▽

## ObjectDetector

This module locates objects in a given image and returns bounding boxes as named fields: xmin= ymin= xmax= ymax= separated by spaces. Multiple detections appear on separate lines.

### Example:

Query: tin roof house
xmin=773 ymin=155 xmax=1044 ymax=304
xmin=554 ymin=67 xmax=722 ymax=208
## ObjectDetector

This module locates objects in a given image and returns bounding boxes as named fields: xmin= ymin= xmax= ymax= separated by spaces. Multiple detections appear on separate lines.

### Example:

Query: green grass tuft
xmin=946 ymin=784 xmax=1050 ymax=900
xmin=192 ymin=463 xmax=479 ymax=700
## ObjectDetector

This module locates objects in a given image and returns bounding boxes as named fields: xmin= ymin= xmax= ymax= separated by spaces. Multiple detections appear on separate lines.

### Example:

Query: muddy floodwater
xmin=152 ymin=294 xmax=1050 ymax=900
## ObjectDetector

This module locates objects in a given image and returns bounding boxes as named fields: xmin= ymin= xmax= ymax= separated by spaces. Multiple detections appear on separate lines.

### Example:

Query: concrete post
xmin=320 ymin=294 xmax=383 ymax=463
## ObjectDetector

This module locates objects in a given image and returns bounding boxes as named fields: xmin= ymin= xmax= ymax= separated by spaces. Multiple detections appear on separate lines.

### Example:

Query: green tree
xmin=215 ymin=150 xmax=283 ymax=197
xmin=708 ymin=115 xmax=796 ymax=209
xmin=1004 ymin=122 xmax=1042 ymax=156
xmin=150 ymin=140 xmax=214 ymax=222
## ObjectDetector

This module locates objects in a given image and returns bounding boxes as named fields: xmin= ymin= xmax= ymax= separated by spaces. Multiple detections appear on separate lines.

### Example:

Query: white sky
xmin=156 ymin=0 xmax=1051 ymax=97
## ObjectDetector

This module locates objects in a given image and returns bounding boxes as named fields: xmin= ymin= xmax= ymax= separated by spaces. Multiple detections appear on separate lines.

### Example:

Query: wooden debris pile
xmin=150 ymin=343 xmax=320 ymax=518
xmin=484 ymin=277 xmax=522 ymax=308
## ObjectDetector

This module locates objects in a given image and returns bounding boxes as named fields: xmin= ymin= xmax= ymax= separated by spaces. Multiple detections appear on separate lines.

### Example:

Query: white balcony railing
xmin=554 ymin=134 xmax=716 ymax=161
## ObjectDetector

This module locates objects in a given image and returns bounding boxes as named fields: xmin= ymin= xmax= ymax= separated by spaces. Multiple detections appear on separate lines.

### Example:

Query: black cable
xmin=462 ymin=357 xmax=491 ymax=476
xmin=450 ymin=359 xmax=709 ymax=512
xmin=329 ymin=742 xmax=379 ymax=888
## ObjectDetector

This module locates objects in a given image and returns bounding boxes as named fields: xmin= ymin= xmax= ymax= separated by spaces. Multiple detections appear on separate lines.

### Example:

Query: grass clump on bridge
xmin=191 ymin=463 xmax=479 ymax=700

△

### Co należy zrobić:
Podstaw „Label” w miejsce każdego wystąpienia „Query” we wszystkich wierszach powyżej. Pozostałą treść przepisz bez żadnych zmian.

### Rozwiązanie problemu:
## ObjectDetector

This module locates objects in a given image and returns bounding boxes as named fields: xmin= ymin= xmax= ymax= separated by spaces. Multiple detections appear on separate lines.

### Example:

Label: tin roof house
xmin=773 ymin=155 xmax=1044 ymax=304
xmin=554 ymin=67 xmax=722 ymax=208
## ObjectDetector

This module locates objects in a given image and returns bounding boxes as named fields: xmin= ymin= xmax= ymax= separated by spaces. Multiple detections appear on separate lines.

### Example:

Label: green grass tuft
xmin=946 ymin=784 xmax=1050 ymax=900
xmin=192 ymin=463 xmax=479 ymax=700
## ObjectDetector

This module locates objects in a given image and returns bounding boxes as named fields: xmin= ymin= xmax= ymax= separated by spaces. Multiple detections appear on separate lines.

### Example:

Label: muddy floodwater
xmin=152 ymin=294 xmax=1050 ymax=900
## ObjectDetector

This module locates objects in a given image and returns bounding boxes as named fields: xmin= ymin= xmax= ymax= separated by spaces. Multiple detections appear on separate lines.

### Example:

Label: concrete post
xmin=320 ymin=294 xmax=383 ymax=463
## ObjectDetector

This module locates objects in a given image and returns bounding boxes as named fields: xmin= ymin= xmax= ymax= separated by spaces. Multiple detections appear on separate lines.

### Example:

Label: green tree
xmin=215 ymin=150 xmax=283 ymax=197
xmin=708 ymin=115 xmax=796 ymax=209
xmin=1004 ymin=122 xmax=1042 ymax=156
xmin=150 ymin=140 xmax=214 ymax=222
## ObjectDetector

This module locates objects in a given image and returns bounding boxes as named fields: xmin= ymin= xmax= ymax= separated by spaces. Multiple detections appear on separate lines.

### Example:

Label: white sky
xmin=156 ymin=0 xmax=1051 ymax=97
## ObjectDetector

This module locates objects in a given image and returns bounding boxes as named fields: xmin= ymin= xmax= ymax= separated by spaces. Multiple detections appear on separate lines.

### Example:

Label: wooden debris pile
xmin=150 ymin=343 xmax=320 ymax=518
xmin=484 ymin=277 xmax=522 ymax=308
## ObjectDetector

This module locates objects in a given image and returns bounding boxes as named fields: xmin= ymin= xmax= ymax= separated by spaces. Multiple detections appear on separate lines.

### Example:

Label: white balcony railing
xmin=554 ymin=134 xmax=716 ymax=161
## ObjectDetector

This module locates objects in a given image and returns bounding boxes as named fields: xmin= ymin= xmax= ymax= separated by spaces. Multiple detections appear on separate lines.

### Example:

Label: black cable
xmin=462 ymin=357 xmax=491 ymax=476
xmin=450 ymin=359 xmax=709 ymax=512
xmin=329 ymin=742 xmax=379 ymax=888
## ObjectDetector

This module locates objects in a given image and returns bounding boxes as named fields: xmin= ymin= xmax= ymax= separated by spaces. Multiple detections appear on separate lines.

### Example:

Label: grass clump on bridge
xmin=191 ymin=463 xmax=479 ymax=700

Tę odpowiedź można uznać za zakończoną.